### SUPPLIED RECORDS

=-=-=-=-=

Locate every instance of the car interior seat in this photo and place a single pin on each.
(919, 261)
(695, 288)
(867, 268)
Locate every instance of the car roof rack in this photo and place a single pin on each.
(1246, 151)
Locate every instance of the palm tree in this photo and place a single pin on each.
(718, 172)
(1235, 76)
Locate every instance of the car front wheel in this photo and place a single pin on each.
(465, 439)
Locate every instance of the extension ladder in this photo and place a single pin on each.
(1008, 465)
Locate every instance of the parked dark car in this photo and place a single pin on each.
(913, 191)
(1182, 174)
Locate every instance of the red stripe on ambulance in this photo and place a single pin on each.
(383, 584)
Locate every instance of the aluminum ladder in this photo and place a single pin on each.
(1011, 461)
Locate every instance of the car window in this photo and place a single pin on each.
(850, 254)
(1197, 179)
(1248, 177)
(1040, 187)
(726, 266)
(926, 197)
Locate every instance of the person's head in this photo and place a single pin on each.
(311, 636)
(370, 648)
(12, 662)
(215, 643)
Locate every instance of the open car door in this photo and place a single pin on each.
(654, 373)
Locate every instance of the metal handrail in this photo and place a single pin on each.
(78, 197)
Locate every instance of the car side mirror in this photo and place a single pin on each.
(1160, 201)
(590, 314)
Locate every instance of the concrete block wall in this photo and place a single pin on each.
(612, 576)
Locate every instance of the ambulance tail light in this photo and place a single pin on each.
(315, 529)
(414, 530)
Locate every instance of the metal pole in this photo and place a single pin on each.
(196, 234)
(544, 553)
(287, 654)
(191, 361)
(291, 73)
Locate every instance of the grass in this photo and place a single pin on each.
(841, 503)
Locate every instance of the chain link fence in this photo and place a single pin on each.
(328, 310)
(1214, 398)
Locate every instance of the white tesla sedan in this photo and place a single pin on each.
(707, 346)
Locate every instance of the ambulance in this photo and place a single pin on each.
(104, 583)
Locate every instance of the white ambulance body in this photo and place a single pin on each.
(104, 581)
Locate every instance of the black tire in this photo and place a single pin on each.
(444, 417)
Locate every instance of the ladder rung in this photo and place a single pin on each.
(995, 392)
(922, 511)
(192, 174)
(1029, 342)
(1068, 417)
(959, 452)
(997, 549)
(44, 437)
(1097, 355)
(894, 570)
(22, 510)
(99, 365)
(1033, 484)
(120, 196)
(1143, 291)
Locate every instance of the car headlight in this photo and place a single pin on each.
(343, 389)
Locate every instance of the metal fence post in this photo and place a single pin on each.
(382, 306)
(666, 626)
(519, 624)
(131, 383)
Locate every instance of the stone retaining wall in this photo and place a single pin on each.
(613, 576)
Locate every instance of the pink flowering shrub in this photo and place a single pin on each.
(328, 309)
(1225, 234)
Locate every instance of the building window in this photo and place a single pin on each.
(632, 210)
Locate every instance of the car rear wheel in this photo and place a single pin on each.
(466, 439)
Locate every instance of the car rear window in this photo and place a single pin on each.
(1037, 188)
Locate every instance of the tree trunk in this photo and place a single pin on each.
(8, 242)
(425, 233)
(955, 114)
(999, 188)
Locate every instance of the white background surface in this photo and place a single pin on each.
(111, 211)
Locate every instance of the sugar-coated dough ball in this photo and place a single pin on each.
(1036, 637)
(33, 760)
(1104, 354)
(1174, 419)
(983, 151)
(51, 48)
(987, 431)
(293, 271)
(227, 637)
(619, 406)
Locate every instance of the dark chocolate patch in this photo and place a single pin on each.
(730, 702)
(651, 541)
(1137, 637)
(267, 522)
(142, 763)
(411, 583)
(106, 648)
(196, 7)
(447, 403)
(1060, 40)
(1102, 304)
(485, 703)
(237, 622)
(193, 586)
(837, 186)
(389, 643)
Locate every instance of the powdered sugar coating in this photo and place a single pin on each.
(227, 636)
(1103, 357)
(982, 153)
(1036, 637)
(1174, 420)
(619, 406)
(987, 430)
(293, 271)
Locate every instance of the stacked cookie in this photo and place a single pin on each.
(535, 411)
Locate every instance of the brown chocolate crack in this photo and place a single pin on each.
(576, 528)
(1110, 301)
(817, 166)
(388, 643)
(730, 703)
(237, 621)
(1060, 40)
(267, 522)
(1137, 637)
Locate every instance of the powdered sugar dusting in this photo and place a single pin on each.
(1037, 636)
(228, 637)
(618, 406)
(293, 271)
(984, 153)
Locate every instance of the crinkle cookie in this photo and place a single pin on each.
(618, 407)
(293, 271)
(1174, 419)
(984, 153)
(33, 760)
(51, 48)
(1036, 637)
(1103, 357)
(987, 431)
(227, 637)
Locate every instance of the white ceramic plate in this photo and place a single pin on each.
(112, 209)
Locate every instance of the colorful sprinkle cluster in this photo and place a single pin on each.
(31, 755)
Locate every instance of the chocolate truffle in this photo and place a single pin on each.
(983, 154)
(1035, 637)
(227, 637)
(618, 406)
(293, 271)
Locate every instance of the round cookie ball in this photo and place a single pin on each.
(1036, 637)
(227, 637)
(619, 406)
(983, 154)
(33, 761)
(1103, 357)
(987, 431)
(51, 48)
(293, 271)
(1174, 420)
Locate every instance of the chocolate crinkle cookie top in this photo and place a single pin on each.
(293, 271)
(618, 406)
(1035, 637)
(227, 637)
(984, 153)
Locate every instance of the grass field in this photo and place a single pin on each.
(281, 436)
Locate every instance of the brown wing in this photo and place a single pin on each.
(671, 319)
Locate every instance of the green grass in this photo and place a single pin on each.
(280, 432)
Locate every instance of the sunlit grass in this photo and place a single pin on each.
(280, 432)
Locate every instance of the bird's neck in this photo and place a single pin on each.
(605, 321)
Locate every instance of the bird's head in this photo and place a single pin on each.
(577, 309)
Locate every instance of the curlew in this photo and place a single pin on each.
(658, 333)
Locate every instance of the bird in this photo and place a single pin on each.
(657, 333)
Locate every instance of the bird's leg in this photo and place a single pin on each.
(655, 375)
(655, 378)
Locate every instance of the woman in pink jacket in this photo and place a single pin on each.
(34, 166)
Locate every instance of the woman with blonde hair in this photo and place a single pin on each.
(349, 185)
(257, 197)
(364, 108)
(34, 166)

=-=-=-=-=

Write the data out in full, matching every line exactly.

Locate every instance of the car interior seat in this photo and place a single pin on each.
(919, 261)
(695, 288)
(867, 268)
Locate every instance of the car roof rack in this photo and place a single pin on each.
(1246, 151)
Locate every instance of the palm tree in this photo and place a single pin on each.
(718, 172)
(1235, 76)
Locate every instance of the car front wheel in this photo and place a single pin on each.
(465, 439)
Locate every instance of the extension ladder in this photo and place a single pin on each.
(1008, 465)
Locate every instance of the parked dark car in this photo and place a single pin on each.
(913, 191)
(1182, 174)
Locate every instance of the red stripe on ambulance in this photo and place a single pin on each.
(383, 584)
Locate every instance of the aluminum ladder in this photo and place a single pin on each.
(1011, 461)
Locate every instance of the car window in this photo and place a single pin on each.
(850, 254)
(1197, 179)
(1248, 177)
(1040, 187)
(726, 266)
(926, 197)
Locate every instance of the person's head in this photo and place a single pin on each.
(311, 636)
(370, 648)
(12, 662)
(215, 643)
Locate every instance of the open car door in this photo and place a single pin on each.
(654, 373)
Locate every instance of the metal handrail in this photo and place a single pin on each.
(78, 197)
Locate every instance of the car side mirror in this photo and place a single pin on each.
(1160, 201)
(590, 314)
Locate every instance of the concrete block wall in this photo and place a single pin on each.
(612, 576)
Locate every instance of the ambulance tail light in this photo and place a single pin on each.
(315, 529)
(414, 530)
Locate every instance of the metal pole in this photo and place a single pin on each.
(196, 234)
(544, 553)
(287, 654)
(191, 361)
(291, 73)
Locate every instance of the grass in this photo and place a single pin on each.
(841, 503)
Locate every instance of the chain link fence in this photo and place a single pin on each.
(328, 310)
(1214, 398)
Locate every instance of the white tesla sedan in this photo and place a single pin on each.
(707, 346)
Locate every instance of the ambulance in this photo and place a single pin on each.
(104, 583)
Locate every instance of the white ambulance body in this photo and place a single pin on each.
(104, 581)
Locate every instance of the black tire in this photo and place a single pin on each.
(444, 417)
Locate every instance of the ladder rung in this photo and place a single pin on each.
(995, 392)
(922, 511)
(192, 174)
(1029, 342)
(1068, 417)
(959, 452)
(997, 549)
(44, 437)
(1097, 355)
(894, 570)
(22, 510)
(99, 365)
(1033, 484)
(120, 196)
(1143, 291)
Locate every instance of the car headlight in this photo and place a single pin on each.
(343, 389)
Locate every instance of the metal fence post in this photo and place a single pin on each.
(382, 306)
(666, 626)
(519, 624)
(131, 383)
Locate every instance of the stone retaining wall in this photo and place a single pin on each.
(613, 576)
Locate every instance of the pink flowering shrub in this photo and place a single pin on each.
(328, 309)
(1225, 234)
Locate every instance of the building window in this photo and place a single pin on each.
(632, 210)
Locate every instance of the car rear wheel in this photo and place a single pin on each.
(466, 439)
Locate every instance of the car rear window in this photo and place a single pin on each.
(1037, 188)
Locate every instance of the tree trunk in this photo and place a single pin on each.
(8, 242)
(425, 233)
(955, 114)
(999, 188)
Locate every instance of the white background surface in this photo and place a single pin on each.
(111, 211)
Locate every instance of the sugar-coated dough ball in this photo and place a single pin on each.
(1036, 637)
(33, 760)
(1104, 354)
(1174, 419)
(983, 151)
(51, 48)
(987, 431)
(293, 271)
(227, 637)
(619, 406)
Locate every instance of the dark chocolate patch in this photo and place a single pin on each.
(730, 702)
(651, 541)
(1137, 637)
(267, 522)
(142, 763)
(411, 583)
(106, 648)
(196, 7)
(447, 403)
(1060, 40)
(1102, 304)
(485, 703)
(237, 622)
(193, 586)
(837, 186)
(389, 643)
Locate every instance of the powdered sugar coating in this photo and place a single pin on each.
(227, 636)
(1103, 357)
(982, 153)
(1036, 637)
(1174, 420)
(619, 406)
(987, 430)
(293, 271)
Locate every instance of the stacked cookie in this photo and place a single pin on each.
(535, 411)
Locate every instance of the brown chocolate crack in this photo and place a single pin on each.
(576, 528)
(1110, 301)
(817, 166)
(388, 643)
(730, 703)
(237, 621)
(1060, 40)
(267, 522)
(1137, 637)
Locate every instance of the powdered sugar dusting in this photo and place a single pin on each.
(1037, 636)
(228, 637)
(618, 406)
(293, 271)
(984, 153)
Locate every instance of the crinkle cookie in this photo and place a single pin on each.
(618, 407)
(293, 271)
(1174, 419)
(984, 153)
(33, 760)
(51, 48)
(1036, 637)
(1103, 357)
(987, 431)
(227, 637)
Locate every instance of the white ceramic plate in this photo and place a single pin on each.
(112, 209)
Locate every instance of the colorful sprinkle cluster in this photo and place a single pin on each.
(31, 755)
Locate every instance of the chocolate truffle in this photo and place a single pin on each.
(983, 154)
(1035, 637)
(227, 637)
(618, 406)
(293, 271)
Locate every instance of the round cookie ball in this photo and place a single pin on each.
(1036, 637)
(227, 637)
(619, 406)
(983, 154)
(33, 761)
(1103, 357)
(987, 431)
(51, 48)
(293, 271)
(1174, 420)
Locate every instance of the chocolate crinkle cookie top in this photo and place a single pin on each.
(293, 271)
(618, 406)
(1035, 637)
(227, 637)
(984, 153)
Locate every instance of the grass field in this photo and place a single pin on each.
(281, 436)
Locate every instance of the brown wing in this photo and place a single pin on each.
(671, 319)
Locate every instance of the green grass in this photo and place a single pin on each.
(280, 432)
Locate every instance of the sunlit grass in this photo and place a single pin on each.
(280, 432)
Locate every instance of the bird's neck in this photo and place a single pin on each.
(605, 321)
Locate every instance of the bird's head in this photo and place a single pin on each.
(577, 309)
Locate every instance of the curlew in this photo and place a single pin on each.
(658, 333)
Locate every instance of the bird in this photo and place a single pin on each.
(657, 333)
Locate every instance of the bird's leg in this photo and place a single pin on each.
(655, 375)
(655, 378)
Locate every instance of the woman in pink jacket in this photo and place a single pin on each.
(34, 166)
Locate every instance of the woman with blonde hair in this photo and place a single pin on each.
(349, 185)
(257, 197)
(364, 108)
(34, 166)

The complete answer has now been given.